Task to carry out
Gather every line in the listing below that contains the string "target". Case counts, so copy only lines where the capitalization matches.

** Begin Data to use **

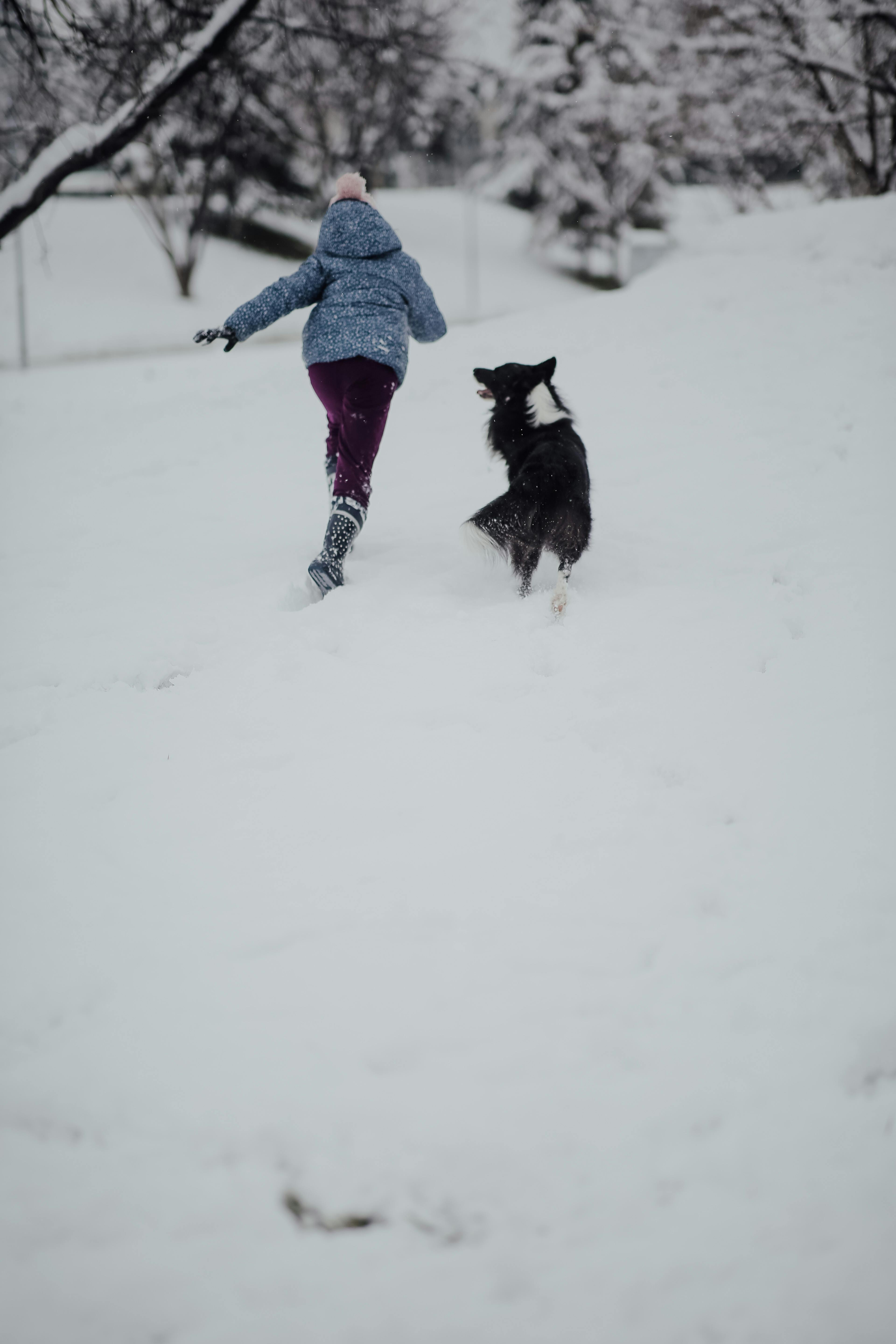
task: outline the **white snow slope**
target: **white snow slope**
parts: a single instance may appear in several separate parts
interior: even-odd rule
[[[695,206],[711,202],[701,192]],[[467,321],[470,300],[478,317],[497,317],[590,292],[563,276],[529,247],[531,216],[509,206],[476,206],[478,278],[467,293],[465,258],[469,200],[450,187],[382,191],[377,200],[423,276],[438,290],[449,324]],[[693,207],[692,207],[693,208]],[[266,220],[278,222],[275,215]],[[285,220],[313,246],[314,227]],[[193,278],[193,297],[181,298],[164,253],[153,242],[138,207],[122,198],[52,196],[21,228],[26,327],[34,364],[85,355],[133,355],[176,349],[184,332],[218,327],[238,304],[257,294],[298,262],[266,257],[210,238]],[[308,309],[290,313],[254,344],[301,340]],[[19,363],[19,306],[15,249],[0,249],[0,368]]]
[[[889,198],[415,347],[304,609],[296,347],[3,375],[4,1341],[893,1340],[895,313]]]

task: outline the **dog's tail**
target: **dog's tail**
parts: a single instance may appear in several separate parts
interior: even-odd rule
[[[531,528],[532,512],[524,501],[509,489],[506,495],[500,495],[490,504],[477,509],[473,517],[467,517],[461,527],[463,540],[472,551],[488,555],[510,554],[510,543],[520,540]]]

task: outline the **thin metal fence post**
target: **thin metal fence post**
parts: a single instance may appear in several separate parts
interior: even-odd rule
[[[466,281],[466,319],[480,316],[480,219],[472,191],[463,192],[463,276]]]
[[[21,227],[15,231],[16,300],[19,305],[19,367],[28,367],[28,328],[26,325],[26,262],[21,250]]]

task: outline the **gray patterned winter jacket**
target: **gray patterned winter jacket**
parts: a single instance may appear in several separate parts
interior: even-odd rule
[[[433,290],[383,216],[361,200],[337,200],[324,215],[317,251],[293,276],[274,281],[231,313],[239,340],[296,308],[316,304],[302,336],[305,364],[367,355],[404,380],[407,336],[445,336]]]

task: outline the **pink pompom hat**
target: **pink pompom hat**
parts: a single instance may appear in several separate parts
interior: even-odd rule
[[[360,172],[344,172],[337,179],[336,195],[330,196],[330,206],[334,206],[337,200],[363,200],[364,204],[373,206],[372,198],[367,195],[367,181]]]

** End Data to use **

Written answer
target: **white snow slope**
target: **dog's tail**
target: **thin metal fence post**
target: **gray patterned winter jacket**
target: **pink pompom hat**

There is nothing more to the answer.